Stored dataset items:

--

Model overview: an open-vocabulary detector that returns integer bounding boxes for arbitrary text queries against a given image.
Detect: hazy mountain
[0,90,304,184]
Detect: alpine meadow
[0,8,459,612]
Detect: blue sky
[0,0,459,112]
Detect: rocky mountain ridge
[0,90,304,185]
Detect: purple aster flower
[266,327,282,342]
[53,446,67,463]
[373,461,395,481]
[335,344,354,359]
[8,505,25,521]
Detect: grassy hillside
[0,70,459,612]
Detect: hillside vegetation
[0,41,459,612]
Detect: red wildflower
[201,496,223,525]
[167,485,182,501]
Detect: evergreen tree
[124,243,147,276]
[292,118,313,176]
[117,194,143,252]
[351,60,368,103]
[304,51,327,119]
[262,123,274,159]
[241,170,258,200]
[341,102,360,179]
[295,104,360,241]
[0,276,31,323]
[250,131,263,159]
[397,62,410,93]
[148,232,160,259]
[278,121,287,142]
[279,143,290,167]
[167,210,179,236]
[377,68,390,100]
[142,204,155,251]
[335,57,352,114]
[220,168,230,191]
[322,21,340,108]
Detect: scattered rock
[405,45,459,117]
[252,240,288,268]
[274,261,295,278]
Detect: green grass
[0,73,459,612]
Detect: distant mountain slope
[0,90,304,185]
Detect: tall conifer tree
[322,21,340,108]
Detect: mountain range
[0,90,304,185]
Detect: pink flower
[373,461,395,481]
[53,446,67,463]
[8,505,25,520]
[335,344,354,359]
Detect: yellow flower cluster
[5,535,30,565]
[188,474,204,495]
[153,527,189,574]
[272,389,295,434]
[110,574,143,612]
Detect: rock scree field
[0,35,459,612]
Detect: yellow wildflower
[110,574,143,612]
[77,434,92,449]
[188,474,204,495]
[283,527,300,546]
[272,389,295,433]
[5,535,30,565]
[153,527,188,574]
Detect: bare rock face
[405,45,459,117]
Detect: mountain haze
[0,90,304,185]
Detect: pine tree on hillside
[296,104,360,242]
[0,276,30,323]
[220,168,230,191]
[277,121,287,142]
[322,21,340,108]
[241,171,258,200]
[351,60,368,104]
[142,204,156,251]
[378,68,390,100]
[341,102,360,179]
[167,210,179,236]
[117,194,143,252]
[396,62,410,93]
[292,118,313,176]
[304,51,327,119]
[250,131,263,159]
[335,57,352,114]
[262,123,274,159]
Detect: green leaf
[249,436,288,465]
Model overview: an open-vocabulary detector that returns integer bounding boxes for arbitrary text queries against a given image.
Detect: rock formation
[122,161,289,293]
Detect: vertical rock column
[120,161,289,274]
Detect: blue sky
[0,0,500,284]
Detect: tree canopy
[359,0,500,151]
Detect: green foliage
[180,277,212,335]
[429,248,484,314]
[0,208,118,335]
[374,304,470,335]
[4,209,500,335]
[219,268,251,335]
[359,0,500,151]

--

• _STATED GOAL_
Retype every line of the material above, changing nothing.

• _THE RESULT_
Model overview: an open-vocabulary detector that returns integer bounding boxes for arbitrary text queries against a given image.
Detect: hazy mountain
[0,90,304,184]
Detect: alpine meadow
[0,8,459,612]
Detect: blue sky
[0,0,459,112]
Detect: rocky mountain ridge
[0,90,304,185]
Detect: purple aster flower
[266,327,282,342]
[53,446,67,463]
[373,461,395,481]
[335,344,354,359]
[8,505,25,521]
Detect: grassy hillside
[0,70,459,612]
Detect: hillside vegetation
[0,41,459,612]
Detect: red wildflower
[201,496,223,525]
[167,485,182,501]
Detect: evergreen tree
[124,243,147,276]
[292,118,313,176]
[117,194,143,252]
[351,60,368,103]
[304,51,327,119]
[262,123,274,159]
[241,170,258,200]
[341,102,360,179]
[295,104,360,241]
[0,276,31,323]
[250,131,263,159]
[397,62,410,93]
[148,232,160,259]
[278,121,287,142]
[279,143,290,167]
[167,210,179,236]
[377,68,390,100]
[142,204,155,251]
[335,57,352,114]
[220,168,230,191]
[322,21,340,108]
Detect: scattered rock
[405,45,459,117]
[252,240,288,268]
[274,261,295,278]
Detect: green grass
[0,73,459,612]
Detect: distant mountain slope
[0,90,304,185]
Detect: tall conifer tree
[322,21,340,108]
Detect: mountain range
[0,90,304,185]
Detect: pink flower
[373,461,395,481]
[53,446,67,463]
[8,505,25,520]
[335,344,354,359]
Detect: yellow flower cluster
[5,535,30,565]
[188,474,204,495]
[153,527,189,574]
[272,389,295,434]
[110,574,143,612]
Detect: rock scree field
[0,35,459,612]
Detect: yellow wildflower
[110,574,143,612]
[77,434,92,449]
[188,474,204,495]
[283,527,300,546]
[272,389,295,433]
[5,535,30,565]
[153,527,188,574]
Detect: bare rock face
[405,45,459,117]
Detect: mountain haze
[0,90,304,185]
Detect: pine tree on hillside
[296,104,360,242]
[0,276,30,323]
[220,168,230,191]
[277,121,287,142]
[322,21,340,108]
[241,171,258,200]
[351,60,368,104]
[142,204,156,251]
[378,68,390,100]
[341,102,360,179]
[167,210,179,236]
[117,194,143,252]
[396,62,410,93]
[292,118,313,176]
[304,51,327,119]
[250,131,263,159]
[335,57,352,114]
[262,123,274,159]
Detect: green leaf
[249,436,288,465]
Model overview: an open-vocabulary detector that returns integer bounding boxes for arbitrary text queries against a given image.
Detect: rock formation
[122,161,289,293]
Detect: vertical rock column
[120,161,289,274]
Detect: blue sky
[0,0,500,284]
Detect: tree canopy
[359,0,500,151]
Detect: green foliage
[180,277,212,335]
[429,248,484,314]
[0,208,118,335]
[374,304,470,335]
[4,209,500,335]
[219,268,251,335]
[359,0,500,151]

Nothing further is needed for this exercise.